DIRECTIVE
Set down exactly the lines that run from the line with "# test: pointer returns one pin per instance of the hedge" to the end of the data, and nothing else.

EXERCISE DATA
* Start *

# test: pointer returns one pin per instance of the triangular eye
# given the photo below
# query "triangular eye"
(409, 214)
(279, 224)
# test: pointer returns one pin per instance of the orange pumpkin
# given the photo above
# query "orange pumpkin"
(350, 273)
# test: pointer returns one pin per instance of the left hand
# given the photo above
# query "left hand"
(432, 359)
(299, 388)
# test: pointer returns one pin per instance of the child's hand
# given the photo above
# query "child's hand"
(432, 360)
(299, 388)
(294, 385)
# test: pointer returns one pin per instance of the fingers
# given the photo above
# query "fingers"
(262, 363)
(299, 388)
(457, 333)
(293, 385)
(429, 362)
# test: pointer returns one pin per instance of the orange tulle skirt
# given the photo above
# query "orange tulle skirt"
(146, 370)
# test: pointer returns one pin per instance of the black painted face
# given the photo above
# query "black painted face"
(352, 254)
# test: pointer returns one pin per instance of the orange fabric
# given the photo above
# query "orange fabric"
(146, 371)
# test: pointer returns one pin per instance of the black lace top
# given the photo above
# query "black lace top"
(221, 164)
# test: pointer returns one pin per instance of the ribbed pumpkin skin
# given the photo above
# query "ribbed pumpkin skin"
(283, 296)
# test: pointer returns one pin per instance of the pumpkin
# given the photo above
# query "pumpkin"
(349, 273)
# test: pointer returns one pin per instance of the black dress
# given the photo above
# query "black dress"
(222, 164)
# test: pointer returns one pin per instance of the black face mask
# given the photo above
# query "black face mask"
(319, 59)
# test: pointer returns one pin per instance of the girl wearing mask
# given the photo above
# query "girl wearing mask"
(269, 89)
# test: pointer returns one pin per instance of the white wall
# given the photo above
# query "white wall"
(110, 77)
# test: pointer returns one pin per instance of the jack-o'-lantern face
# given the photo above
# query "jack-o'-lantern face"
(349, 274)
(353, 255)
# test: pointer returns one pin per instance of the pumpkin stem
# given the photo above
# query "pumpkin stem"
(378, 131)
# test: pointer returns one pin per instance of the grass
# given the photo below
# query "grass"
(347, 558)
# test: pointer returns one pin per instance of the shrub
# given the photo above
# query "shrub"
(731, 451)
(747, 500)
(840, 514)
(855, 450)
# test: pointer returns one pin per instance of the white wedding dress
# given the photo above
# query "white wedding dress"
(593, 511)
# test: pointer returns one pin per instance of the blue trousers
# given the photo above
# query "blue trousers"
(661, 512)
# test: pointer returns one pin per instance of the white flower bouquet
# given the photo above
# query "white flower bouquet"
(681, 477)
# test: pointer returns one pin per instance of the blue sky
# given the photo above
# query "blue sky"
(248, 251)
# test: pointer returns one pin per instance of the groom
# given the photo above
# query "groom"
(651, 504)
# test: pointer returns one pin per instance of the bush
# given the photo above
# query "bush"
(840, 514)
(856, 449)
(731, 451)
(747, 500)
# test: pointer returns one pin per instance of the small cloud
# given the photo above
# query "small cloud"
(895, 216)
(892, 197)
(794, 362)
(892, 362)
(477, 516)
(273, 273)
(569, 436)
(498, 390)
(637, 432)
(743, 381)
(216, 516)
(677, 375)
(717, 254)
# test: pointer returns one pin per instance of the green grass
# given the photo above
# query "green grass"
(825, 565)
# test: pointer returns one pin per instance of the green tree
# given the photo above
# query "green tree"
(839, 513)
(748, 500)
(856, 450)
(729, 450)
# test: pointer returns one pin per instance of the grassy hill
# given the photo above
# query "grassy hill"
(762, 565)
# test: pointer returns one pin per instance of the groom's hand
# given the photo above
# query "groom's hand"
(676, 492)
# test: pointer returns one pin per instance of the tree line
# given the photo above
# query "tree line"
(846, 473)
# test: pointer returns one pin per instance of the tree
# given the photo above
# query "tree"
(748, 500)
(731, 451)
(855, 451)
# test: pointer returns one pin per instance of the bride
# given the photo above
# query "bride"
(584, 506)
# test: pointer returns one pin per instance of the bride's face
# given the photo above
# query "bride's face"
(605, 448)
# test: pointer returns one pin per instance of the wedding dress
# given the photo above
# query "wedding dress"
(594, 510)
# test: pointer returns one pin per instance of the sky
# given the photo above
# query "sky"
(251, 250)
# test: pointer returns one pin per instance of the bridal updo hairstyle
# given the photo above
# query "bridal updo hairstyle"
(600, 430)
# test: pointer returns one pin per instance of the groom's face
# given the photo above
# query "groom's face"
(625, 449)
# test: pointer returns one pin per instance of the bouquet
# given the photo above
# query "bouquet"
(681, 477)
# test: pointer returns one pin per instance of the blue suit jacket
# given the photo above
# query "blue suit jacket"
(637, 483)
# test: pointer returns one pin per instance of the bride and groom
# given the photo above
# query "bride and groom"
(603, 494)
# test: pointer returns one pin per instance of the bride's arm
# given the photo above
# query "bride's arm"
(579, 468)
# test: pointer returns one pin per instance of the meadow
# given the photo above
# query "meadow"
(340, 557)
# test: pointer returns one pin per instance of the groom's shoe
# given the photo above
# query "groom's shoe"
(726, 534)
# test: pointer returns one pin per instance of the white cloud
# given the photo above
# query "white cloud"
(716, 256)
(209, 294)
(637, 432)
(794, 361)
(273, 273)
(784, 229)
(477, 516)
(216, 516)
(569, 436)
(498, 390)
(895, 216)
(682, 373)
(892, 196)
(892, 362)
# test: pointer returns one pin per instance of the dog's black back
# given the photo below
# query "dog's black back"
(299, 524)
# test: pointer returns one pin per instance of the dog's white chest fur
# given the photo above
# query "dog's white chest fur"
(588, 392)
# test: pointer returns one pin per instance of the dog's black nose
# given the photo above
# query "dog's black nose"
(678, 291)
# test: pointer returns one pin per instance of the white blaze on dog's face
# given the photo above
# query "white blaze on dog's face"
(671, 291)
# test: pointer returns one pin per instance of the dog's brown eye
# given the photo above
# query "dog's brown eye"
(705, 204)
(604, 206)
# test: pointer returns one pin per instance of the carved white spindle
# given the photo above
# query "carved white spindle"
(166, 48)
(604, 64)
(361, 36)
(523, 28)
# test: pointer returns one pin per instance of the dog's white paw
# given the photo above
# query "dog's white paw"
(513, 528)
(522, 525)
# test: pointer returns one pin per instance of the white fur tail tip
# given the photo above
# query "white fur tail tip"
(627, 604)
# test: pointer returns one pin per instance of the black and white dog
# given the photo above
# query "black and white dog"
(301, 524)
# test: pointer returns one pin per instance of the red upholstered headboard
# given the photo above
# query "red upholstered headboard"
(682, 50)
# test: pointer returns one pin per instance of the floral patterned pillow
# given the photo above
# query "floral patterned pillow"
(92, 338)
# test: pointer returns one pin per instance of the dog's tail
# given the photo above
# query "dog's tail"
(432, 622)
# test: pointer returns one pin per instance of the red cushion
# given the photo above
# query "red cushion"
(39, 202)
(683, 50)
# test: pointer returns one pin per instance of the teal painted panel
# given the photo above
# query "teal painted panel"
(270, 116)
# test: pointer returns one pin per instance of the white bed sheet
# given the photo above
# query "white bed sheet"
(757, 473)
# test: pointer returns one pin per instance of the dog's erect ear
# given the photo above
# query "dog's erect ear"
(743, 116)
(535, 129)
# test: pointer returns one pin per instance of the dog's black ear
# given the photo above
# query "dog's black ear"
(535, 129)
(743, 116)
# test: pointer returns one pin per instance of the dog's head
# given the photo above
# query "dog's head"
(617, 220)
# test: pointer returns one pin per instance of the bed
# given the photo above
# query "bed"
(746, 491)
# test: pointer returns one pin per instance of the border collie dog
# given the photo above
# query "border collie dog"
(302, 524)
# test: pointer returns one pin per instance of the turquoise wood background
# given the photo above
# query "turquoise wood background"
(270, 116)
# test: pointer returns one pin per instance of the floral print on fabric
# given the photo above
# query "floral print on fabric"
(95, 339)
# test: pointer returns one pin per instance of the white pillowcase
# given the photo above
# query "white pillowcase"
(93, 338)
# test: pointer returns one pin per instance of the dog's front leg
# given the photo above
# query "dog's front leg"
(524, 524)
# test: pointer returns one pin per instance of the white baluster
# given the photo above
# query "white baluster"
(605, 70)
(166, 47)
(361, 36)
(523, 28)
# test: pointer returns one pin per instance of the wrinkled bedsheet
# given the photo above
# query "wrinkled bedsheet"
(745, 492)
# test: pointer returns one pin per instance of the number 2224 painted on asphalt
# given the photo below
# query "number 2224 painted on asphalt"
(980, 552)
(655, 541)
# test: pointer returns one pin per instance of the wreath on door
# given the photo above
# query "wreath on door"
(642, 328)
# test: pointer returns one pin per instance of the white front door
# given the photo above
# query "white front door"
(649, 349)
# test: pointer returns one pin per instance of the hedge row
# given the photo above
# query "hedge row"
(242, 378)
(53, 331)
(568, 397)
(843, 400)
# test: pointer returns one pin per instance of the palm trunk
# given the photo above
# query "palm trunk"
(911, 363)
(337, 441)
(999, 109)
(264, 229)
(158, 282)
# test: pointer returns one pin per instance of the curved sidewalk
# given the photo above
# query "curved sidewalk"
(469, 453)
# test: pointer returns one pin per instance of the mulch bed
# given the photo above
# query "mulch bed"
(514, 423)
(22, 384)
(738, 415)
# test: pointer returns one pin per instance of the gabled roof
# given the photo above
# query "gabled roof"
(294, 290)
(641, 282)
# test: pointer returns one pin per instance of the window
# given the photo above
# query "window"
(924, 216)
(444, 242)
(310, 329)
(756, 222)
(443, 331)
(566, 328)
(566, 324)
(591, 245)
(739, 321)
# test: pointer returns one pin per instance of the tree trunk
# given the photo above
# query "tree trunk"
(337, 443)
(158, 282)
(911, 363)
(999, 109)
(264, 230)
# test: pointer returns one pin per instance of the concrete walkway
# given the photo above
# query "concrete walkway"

* End *

TASK SOLUTION
# test: pointer returns one pin per instance of the hedge row
# given the photo above
# query "hedge row"
(242, 378)
(53, 331)
(568, 397)
(843, 400)
# test: pointer returns one pin per instance of the palm trunk
# given the photo above
# query "palm trunk"
(911, 363)
(337, 441)
(999, 109)
(264, 229)
(158, 282)
# test: pointer returns one pin per instance of the curved sidewalk
# given the photo above
# query "curved sidewalk"
(469, 453)
# test: pointer returns one pin per instance of the mulch bed
# given the photo above
# query "mulch bed"
(514, 423)
(22, 384)
(738, 415)
# test: pointer returns one pin per instance of the gabled roof
# given the photo above
# query "gabled roof"
(294, 290)
(641, 282)
# test: pointer returns one pin per instance of the window
# given the photo above
# query "window"
(924, 216)
(444, 242)
(310, 329)
(756, 222)
(443, 331)
(566, 328)
(566, 324)
(591, 245)
(739, 321)
# test: pointer returns one pin per instance of the tree trunk
# given the photo above
# query "tree trunk"
(337, 443)
(158, 282)
(911, 363)
(999, 109)
(264, 230)
# test: pointer returns one pin per instance of the concrete walkway
# given the photo above
# query "concrete walkway"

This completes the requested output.